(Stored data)
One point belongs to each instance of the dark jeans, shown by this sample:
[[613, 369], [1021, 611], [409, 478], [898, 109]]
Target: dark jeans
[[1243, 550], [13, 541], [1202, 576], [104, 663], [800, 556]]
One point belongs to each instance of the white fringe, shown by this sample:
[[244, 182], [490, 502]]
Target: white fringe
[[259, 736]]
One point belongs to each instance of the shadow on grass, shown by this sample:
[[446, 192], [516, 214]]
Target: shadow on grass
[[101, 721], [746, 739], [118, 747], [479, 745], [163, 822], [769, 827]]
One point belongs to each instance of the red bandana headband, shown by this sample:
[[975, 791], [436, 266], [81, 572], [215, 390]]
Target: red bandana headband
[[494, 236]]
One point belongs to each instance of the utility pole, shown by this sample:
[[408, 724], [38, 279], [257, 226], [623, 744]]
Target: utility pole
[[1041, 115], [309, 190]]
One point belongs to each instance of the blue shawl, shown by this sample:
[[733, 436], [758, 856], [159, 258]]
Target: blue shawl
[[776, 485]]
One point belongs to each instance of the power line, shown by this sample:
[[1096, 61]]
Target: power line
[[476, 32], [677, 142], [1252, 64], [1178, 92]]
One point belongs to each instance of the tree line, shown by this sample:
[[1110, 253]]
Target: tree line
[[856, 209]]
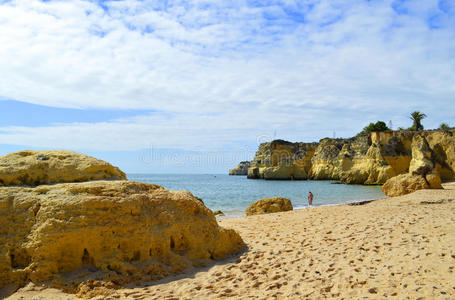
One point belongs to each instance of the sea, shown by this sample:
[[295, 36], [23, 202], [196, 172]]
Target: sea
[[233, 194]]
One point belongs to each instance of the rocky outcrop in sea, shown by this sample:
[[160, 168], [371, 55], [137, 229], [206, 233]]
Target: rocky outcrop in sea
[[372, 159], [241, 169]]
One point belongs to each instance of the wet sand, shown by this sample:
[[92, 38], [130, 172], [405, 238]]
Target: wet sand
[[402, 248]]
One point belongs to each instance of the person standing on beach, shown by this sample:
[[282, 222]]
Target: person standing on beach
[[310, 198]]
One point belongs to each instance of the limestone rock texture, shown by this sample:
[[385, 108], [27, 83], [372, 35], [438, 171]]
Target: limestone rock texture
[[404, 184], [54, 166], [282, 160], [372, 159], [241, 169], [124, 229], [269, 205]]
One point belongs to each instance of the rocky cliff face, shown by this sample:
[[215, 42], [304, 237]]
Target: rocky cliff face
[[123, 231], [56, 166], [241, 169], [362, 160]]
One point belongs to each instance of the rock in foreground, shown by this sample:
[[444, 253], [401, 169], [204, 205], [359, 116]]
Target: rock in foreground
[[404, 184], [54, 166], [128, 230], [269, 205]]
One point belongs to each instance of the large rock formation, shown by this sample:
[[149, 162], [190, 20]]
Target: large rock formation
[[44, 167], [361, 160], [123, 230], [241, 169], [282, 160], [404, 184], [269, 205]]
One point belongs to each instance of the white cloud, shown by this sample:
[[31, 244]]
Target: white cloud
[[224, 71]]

AIM: Duplicate every one of the stored data lines above word for word, leaving out the pictures.

EXERCISE RESULT:
One point belongs to each instance of the dark jeans, shown by this sample:
[[613, 369], [1021, 611], [409, 478], [898, 109]]
Target: dark jeans
[[1243, 550], [13, 541], [1202, 576], [104, 663], [800, 556]]
One point belongs to each instance of the white fringe, shown by this sample:
[[244, 182], [490, 502]]
Target: white fringe
[[259, 736]]
One point belongs to each instance of the shadow on grass, shown by this sample:
[[446, 192], [516, 214]]
Target: shadow on grass
[[101, 721], [746, 739], [118, 747], [479, 745], [163, 822], [769, 827]]
One point belongs to each instance of the red bandana headband, shown by this sample:
[[975, 791], [436, 266], [81, 572], [215, 390]]
Target: red bandana headband
[[494, 236]]
One point belongs to each instance of the utility pole, shown by this sample:
[[408, 724], [38, 279], [257, 226], [623, 744]]
Target: utility pole
[[1041, 115], [309, 190]]
One point belongs to each instance of the blue shawl, shown by this sample:
[[733, 436], [758, 856], [159, 258]]
Target: blue shawl
[[776, 485]]
One point belongs to each instance of the power line, shown by this sample:
[[1096, 61]]
Target: power line
[[476, 32], [677, 142], [1252, 64], [1178, 92]]
One point belongs to each instance of the tree line, shown by this sample:
[[1110, 253]]
Target: tree line
[[856, 209]]
One point belongs to each instance of the sea, shown by this sample:
[[295, 36], [23, 202], [196, 172]]
Target: sea
[[233, 194]]
One point belongs to each instance of the rocky outcrop in sea, shown by this sample:
[[160, 168], [371, 55], [137, 229], [206, 233]]
Target: rocky outcrop in sea
[[372, 159], [241, 169]]
One point belongs to each instance of the wet sand, shown by this sample:
[[92, 38], [130, 172], [405, 238]]
Target: wet sand
[[402, 248]]
One point belongs to each instance of the person standing on beach, shown by this sample:
[[282, 222]]
Target: person standing on beach
[[310, 198]]
One point belongs to each instance of the limestone rock texture, shown by this sample:
[[385, 108], [27, 83], [372, 35], [438, 171]]
Target: limestone rock texture
[[404, 184], [54, 166], [282, 160], [372, 159], [241, 169], [124, 229], [269, 205]]
One point belongs to each instance of the rocky cliff face, shown by this sample:
[[215, 42], [304, 237]]
Target: rocky cliff face
[[123, 231], [56, 166], [241, 169], [362, 160]]
One point belongs to each instance of the rock in foreground, shown by this sample:
[[444, 253], [401, 169], [204, 205], [359, 116]]
Target: rock in foreground
[[404, 184], [54, 166], [128, 230], [269, 205]]
One point belongs to each instance of the large rock formation, shown by this sample:
[[149, 162], [190, 20]]
Target: large rock formation
[[44, 167], [361, 160], [123, 230], [241, 169], [282, 160], [404, 184], [269, 205]]
One point belongs to each instance of the white cloud, shown by this sample:
[[31, 244]]
Target: white cloud
[[224, 71]]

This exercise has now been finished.